### [SHORT TASK]
Retype every entry exactly, character for character.

[Stored data]
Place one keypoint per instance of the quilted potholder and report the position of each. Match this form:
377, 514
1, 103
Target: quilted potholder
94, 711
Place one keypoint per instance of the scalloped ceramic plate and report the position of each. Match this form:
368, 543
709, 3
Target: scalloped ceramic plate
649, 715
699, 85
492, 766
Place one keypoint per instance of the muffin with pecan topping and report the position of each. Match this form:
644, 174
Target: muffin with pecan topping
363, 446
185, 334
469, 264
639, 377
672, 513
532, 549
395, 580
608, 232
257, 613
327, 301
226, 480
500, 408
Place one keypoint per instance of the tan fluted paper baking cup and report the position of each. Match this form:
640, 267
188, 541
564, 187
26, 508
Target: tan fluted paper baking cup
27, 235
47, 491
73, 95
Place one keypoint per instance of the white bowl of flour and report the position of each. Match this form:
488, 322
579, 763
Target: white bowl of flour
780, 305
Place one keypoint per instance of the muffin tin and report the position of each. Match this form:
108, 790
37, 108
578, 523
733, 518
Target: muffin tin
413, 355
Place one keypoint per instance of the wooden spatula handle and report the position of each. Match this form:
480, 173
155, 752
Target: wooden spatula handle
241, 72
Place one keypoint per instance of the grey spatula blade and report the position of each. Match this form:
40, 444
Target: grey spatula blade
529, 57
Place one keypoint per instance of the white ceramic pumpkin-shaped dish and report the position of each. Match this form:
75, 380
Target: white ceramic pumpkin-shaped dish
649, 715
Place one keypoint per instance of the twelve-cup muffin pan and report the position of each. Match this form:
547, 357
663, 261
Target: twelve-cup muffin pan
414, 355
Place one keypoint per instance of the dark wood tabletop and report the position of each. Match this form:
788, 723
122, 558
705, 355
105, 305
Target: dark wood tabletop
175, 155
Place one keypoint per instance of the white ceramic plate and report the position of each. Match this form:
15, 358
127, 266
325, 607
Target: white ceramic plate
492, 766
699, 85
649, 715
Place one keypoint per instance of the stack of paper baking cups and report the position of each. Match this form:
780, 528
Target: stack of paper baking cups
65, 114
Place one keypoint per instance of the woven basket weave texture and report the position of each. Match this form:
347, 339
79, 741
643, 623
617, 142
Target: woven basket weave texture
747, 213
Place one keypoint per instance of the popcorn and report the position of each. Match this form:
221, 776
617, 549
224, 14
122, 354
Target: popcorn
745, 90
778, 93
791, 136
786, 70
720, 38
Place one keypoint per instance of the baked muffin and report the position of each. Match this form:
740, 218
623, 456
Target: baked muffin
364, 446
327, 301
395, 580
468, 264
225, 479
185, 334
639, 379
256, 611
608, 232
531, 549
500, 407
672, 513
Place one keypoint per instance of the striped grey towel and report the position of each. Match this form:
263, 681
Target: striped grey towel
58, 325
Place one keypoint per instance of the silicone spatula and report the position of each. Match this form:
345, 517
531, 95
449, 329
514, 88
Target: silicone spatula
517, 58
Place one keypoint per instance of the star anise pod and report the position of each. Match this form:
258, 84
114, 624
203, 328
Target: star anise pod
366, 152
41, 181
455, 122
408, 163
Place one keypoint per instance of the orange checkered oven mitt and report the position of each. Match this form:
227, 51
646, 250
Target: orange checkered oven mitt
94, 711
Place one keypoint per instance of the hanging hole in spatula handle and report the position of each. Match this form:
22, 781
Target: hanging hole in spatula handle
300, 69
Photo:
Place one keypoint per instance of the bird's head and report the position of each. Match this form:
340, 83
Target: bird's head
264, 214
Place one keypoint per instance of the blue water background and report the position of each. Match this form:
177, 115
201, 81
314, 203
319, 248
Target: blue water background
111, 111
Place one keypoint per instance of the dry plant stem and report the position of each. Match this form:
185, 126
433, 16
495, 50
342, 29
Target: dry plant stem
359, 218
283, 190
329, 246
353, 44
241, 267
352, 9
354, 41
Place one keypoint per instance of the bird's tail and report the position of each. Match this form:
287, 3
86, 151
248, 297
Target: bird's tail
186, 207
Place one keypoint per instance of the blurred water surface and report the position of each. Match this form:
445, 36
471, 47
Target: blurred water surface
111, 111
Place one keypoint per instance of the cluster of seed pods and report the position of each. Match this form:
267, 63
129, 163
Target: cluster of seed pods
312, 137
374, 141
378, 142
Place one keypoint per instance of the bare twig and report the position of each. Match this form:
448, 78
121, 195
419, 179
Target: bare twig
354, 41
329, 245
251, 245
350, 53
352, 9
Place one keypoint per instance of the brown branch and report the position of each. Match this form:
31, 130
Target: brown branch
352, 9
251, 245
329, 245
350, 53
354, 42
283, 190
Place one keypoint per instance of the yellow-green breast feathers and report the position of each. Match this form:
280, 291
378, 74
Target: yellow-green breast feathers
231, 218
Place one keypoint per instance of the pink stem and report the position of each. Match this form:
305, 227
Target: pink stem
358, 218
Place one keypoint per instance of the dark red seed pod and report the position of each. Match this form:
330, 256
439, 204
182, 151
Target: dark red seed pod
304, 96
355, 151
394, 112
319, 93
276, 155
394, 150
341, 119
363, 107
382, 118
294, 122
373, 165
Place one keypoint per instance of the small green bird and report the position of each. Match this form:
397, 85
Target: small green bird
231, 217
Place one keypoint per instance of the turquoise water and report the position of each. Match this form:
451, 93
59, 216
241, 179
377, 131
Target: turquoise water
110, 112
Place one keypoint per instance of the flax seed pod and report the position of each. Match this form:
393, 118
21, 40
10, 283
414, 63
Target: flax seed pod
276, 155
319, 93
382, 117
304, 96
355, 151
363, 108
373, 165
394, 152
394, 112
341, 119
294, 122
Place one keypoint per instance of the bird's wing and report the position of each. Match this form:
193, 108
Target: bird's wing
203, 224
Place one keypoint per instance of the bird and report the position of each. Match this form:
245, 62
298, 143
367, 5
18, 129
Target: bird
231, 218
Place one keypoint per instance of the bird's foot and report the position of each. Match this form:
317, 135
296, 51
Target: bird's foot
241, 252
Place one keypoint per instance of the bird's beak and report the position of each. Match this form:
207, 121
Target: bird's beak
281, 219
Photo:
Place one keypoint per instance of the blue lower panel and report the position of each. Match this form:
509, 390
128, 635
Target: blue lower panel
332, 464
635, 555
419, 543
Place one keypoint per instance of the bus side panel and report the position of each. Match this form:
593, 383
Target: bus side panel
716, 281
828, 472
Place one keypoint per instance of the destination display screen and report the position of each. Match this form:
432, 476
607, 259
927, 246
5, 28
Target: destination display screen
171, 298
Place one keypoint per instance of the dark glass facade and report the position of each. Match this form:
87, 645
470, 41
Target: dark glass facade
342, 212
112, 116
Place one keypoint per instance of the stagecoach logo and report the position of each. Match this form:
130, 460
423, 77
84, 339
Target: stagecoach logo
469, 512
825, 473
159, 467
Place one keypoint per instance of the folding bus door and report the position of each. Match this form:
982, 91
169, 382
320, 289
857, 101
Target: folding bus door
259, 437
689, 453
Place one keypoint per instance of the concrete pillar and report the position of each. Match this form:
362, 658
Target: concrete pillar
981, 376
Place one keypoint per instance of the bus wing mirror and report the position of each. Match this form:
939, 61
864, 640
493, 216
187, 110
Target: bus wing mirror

### [RESPONSE]
Place one keypoint per instance of the quilted potholder and report the position of each. Match this form:
377, 514
1, 103
Target: quilted potholder
94, 711
Place one keypoint per instance of the scalloped ceramic plate and report the position of each. Match this form:
368, 543
709, 3
Target: scalloped ceramic plate
649, 715
699, 85
492, 766
Place one keypoint per instance of the muffin with pecan topping and report the position of each. Match this form:
644, 174
Target: muffin with pecan topping
363, 446
185, 334
469, 264
639, 377
672, 513
532, 549
395, 580
608, 232
257, 613
327, 301
226, 480
500, 408
Place one keypoint per instance of the tan fluted paper baking cup and report the position of each. Match this form:
640, 267
188, 541
564, 187
26, 508
Target: tan fluted paper baking cup
27, 235
47, 491
73, 95
Place one keypoint per instance of the white bowl of flour and report the position of each. Match this form:
488, 322
579, 763
Target: white bowl of flour
780, 305
Place one keypoint per instance of the muffin tin and report the position of each. Match this form:
108, 790
37, 108
578, 523
733, 518
Target: muffin tin
413, 355
Place one keypoint per instance of the wooden spatula handle and report the position of each. Match this form:
480, 173
155, 752
Target: wooden spatula handle
241, 72
Place one keypoint per instance of the grey spatula blade and report the position of each. Match this form:
40, 444
Target: grey spatula blade
529, 57
Place one keypoint per instance of the white ceramic pumpkin-shaped dish and report the position of each. Match this form:
75, 380
Target: white ceramic pumpkin-shaped dish
649, 715
Place one keypoint per instance of the twelve-cup muffin pan and report the position of each. Match this form:
547, 357
663, 261
Target: twelve-cup muffin pan
414, 355
Place one keypoint per instance of the dark wood tabletop and report the position of each. Match this form:
788, 723
122, 558
705, 355
105, 305
Target: dark wood tabletop
175, 155
Place one keypoint per instance of the white ceramic plate and report the position of each. Match this form:
15, 358
127, 266
325, 607
Target: white ceramic plate
492, 766
699, 85
649, 715
Place one keypoint per instance of the stack of paper baking cups and report the position of each. Match this form:
780, 528
Target: stack of paper baking cups
65, 114
Place one keypoint per instance of the woven basket weave texture and report the position of each. Match this form:
347, 339
79, 741
643, 623
617, 142
Target: woven basket weave texture
747, 213
Place one keypoint per instance of the popcorn and report the position of each. Match this form:
221, 776
617, 549
224, 14
122, 354
Target: popcorn
745, 90
778, 93
791, 136
786, 70
720, 38
Place one keypoint per instance of the baked muffin and report the position of each. Match this form:
740, 218
623, 456
Target: baked muffin
364, 446
327, 301
395, 580
468, 264
225, 479
185, 334
639, 379
256, 611
608, 232
531, 549
500, 407
672, 513
Place one keypoint per instance of the striped grey towel and report the position of each. Match this form:
263, 681
Target: striped grey towel
58, 325
Place one keypoint per instance of the silicone spatula and report the position of each. Match this form:
345, 517
531, 95
449, 329
514, 88
Target: silicone spatula
517, 58
Place one keypoint per instance of the star anise pod and report the position of each. Match this form:
258, 84
114, 624
203, 328
Target: star anise pod
366, 152
41, 181
455, 122
408, 163
Place one keypoint per instance of the orange checkered oven mitt and report the position of each. Match this form:
227, 51
646, 250
Target: orange checkered oven mitt
94, 711
Place one keypoint per instance of the hanging hole in spatula handle and report the position of each. Match this form:
22, 781
Target: hanging hole in spatula handle
300, 69
Photo:
Place one keypoint per instance of the bird's head and report the position of each. Match this form:
340, 83
Target: bird's head
264, 214
Place one keypoint per instance of the blue water background and report the position of each. Match this form:
177, 115
201, 81
314, 203
319, 248
Target: blue water background
111, 111
Place one keypoint per instance of the dry plant stem and report the position of each. Match this form:
185, 126
433, 16
495, 50
342, 29
Target: dry plant stem
359, 218
283, 190
329, 246
353, 44
241, 267
352, 9
354, 41
Place one keypoint per instance of the bird's tail and report the position of each. Match this form:
287, 3
86, 151
248, 297
Target: bird's tail
186, 207
Place one keypoint per instance of the blurred water surface and report the position of each. Match this form:
445, 36
471, 47
Target: blurred water surface
111, 111
Place one keypoint per instance of the cluster of seed pods and report the position of each. Match this form:
267, 63
129, 163
Target: cluster of seed pods
312, 137
374, 141
378, 142
Place one keypoint per instance of the bare twig and report the position of each. Match this form:
448, 78
121, 195
419, 179
Target: bare twig
354, 41
329, 245
251, 245
350, 53
352, 9
Place one keypoint per instance of the brown branch and report the position of each. Match this form:
31, 130
Target: brown branch
352, 9
251, 245
329, 245
350, 53
354, 42
283, 190
Place one keypoint per instance of the yellow-green breast feathers and report the position of each. Match this form:
280, 291
378, 74
Target: yellow-green breast feathers
231, 218
Place one keypoint per instance of the pink stem and report the position of each. Match this form:
305, 227
Target: pink stem
358, 218
Place one keypoint per instance of the dark red seed pod and report the position of each. Match this form:
330, 256
439, 204
182, 151
Target: dark red seed pod
304, 96
355, 151
394, 112
319, 93
276, 155
394, 150
341, 119
363, 107
382, 118
294, 122
373, 165
Place one keypoint per instance of the small green bird and report the position of each. Match this form:
397, 85
Target: small green bird
231, 217
Place one keypoint per instance of the turquoise water and report the position of each. Match this form:
451, 93
59, 216
241, 179
377, 131
Target: turquoise water
110, 112
Place one keypoint per instance of the flax seed pod and report the position of each. Match this form:
393, 118
21, 40
10, 283
414, 63
Target: flax seed pod
276, 155
319, 93
382, 117
304, 96
355, 151
363, 108
373, 165
394, 152
394, 112
341, 119
294, 122
Place one keypoint per instance of the bird's wing and report the position of each. Match this form:
193, 108
Target: bird's wing
203, 224
Place one keypoint per instance of the bird and report the position of each. Match this form:
245, 62
298, 143
367, 5
18, 129
Target: bird
231, 218
Place one keypoint per instance of the bird's foot and report the position of each. Match this form:
317, 135
296, 51
Target: bird's foot
241, 252
Place one keypoint per instance of the bird's beak and report the position of each. Match this form:
207, 121
Target: bird's beak
281, 219
Photo:
Place one keypoint per instance of the blue lower panel and report the position of each. Match this form:
509, 390
128, 635
Target: blue lower panel
332, 464
635, 555
419, 543
Place one keypoint per instance of the bus side panel and report the position of each. Match this form:
593, 383
Target: bus side panel
716, 281
828, 472
Place one keypoint per instance of the destination display screen and report the position of each. Match this form:
432, 476
607, 259
927, 246
5, 28
Target: destination display screen
171, 298
Place one keypoint per instance of the dark glass facade and report the position of each. Match this form:
87, 645
470, 41
Target: dark glass facade
342, 212
112, 116
Place one keypoint per instance of the stagecoach logo and report the position of each. Match this form:
130, 460
423, 77
84, 339
Target: stagecoach logo
469, 512
825, 473
159, 467
Place one keypoint per instance of the folding bus door and report the position of each. Match this form:
982, 91
169, 382
320, 289
857, 101
Target: folding bus door
259, 437
689, 453
Place one keypoint per instance of the concrete pillar and report the position of each. Match this form:
362, 658
Target: concrete pillar
981, 376
Place one keypoint per instance of the bus wing mirror and report the position of each. Match this form:
939, 61
864, 640
493, 216
187, 110
Target: bus wing mirror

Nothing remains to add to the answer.